Tâches à faire:
a) Recopiez tel quel le passage de l'extrait sur Daeninckx qui va de « C’est sans doute » jusqu'à « méli-mélo sans nom. » inclus.
b) D'après l'extrait sur Daeninckx, en quelle année Thierry Jonquet reçoit-il l'appel urgent de Daeninckx ?

Extrait choisi:
──────────────────────────────

C’est sans doute pourquoi, parachevant son oeuvre, Daeninckx va jusqu’à traquer la soi-disant homosexualité de Perrault. Dans un chapitre de son livre, Le goût de la vérité, il atteint à l’ignoble, faisant  » l’analyse  » d’un roman de ce dernier, Dossier 51, où  » la fiction balise au plus près les aveux les plus terribles « . Pas les aveux d’Auphal, le personnage de cette fiction, mais ceux de Perrault, suggère Daeninckx de mille façons. Auphal, homo refoulé, tombe à cause de cela dans le piège d’un espion, et le devient lui-même. CQFD. L’ombre de l’espion Constantin Melnik, une fois de plus, plane sur ce méli-mélo sans nom.

Est-il bien étonnant, dans ces conditions, que tout le monde ne marche pas ? Maurice Rajsfus, inlassable militant antifasciste, dont la famille a été exterminée à Auschwitz, dirigeant pendant de longues années du réseau Ras Le Front :  » Fin mai 1996, j’apprends que Daeninckx a dit à Gérard Delteil, au cours d’une conversation : « Rajsfus a intérêt à fermer sa gueule, parce qu’il y a vingt ans, il a fricoté avec les gars de la Guerre Sociale ». Autrement dit, avec des négationnistes ! Quelque temps plus tard, et je ne le regrette pas, j’ai dit dans une conférence de presse que si Daeninckx était là, à répéter ces saloperies, il ne sortirait pas indemne de la salle. Ses méthodes sont celles du Guépéou. Un tel qui a connu un tel qui a connu un tel est coupable. Avec ça, chez ses amis staliniens, on avait droit à une balle dans la nuque ou au goulag. Assez !  »

Thierry Jonquet a lui aussi de bonnes raisons d’en avoir marre. Ce romancier reconnu, membre pendant vingt ans de la Ligue communiste, antifasciste de toujours, est appelé en urgence par Daeninckx un jour de 1997.  » Il me dit : « Delouche est dans le coup, c’est grave, je t’envoie les documents ». Je les reçois, les lis, tombe sur le cul, et le rappelle en lui disant : « Didier, tu perds la boule ! ». Mais il insiste, exigeant de moi que je prenne position au point que je raccroche en lui disant : « Je t’emmerde ! »  »

──────────────────────────────

Lignes d'un jeu d'annotation par points:
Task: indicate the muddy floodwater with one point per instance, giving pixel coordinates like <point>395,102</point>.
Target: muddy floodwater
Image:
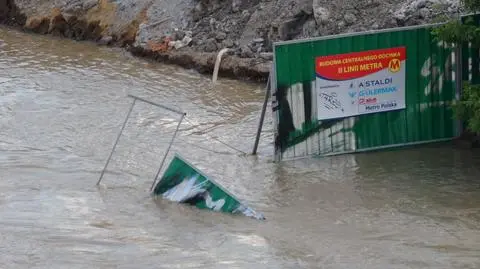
<point>62,104</point>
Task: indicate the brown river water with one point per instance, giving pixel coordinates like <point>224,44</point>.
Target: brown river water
<point>62,104</point>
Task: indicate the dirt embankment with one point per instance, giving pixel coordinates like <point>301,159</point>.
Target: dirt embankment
<point>190,33</point>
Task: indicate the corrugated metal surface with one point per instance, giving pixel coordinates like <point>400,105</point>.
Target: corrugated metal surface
<point>471,56</point>
<point>430,89</point>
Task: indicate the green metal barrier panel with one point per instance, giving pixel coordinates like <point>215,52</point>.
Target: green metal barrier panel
<point>183,183</point>
<point>364,91</point>
<point>471,56</point>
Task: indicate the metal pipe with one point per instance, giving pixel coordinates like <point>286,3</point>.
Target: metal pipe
<point>166,153</point>
<point>155,104</point>
<point>217,64</point>
<point>262,116</point>
<point>116,142</point>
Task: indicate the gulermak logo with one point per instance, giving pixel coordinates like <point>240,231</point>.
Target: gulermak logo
<point>394,65</point>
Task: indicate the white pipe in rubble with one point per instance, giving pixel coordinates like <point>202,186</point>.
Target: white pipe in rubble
<point>217,64</point>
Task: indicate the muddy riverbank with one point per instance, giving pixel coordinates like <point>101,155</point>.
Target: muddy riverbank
<point>190,33</point>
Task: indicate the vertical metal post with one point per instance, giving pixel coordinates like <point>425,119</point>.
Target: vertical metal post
<point>459,80</point>
<point>116,142</point>
<point>166,153</point>
<point>262,116</point>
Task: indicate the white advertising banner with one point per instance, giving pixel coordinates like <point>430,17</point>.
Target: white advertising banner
<point>360,83</point>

──────────────────────────────

Résultats des tâches:
a)
C’est sans doute pourquoi, parachevant son oeuvre, Daeninckx va jusqu’à traquer la soi-disant homosexualité de Perrault. Dans un chapitre de son livre, Le goût de la vérité, il atteint à l’ignoble, faisant  » l’analyse  » d’un roman de ce dernier, Dossier 51, où  » la fiction balise au plus près les aveux les plus terribles « . Pas les aveux d’Auphal, le personnage de cette fiction, mais ceux de Perrault, suggère Daeninckx de mille façons. Auphal, homo refoulé, tombe à cause de cela dans le piège d’un espion, et le devient lui-même. CQFD. L’ombre de l’espion Constantin Melnik, une fois de plus, plane sur ce méli-mélo sans nom.

b) En 1997.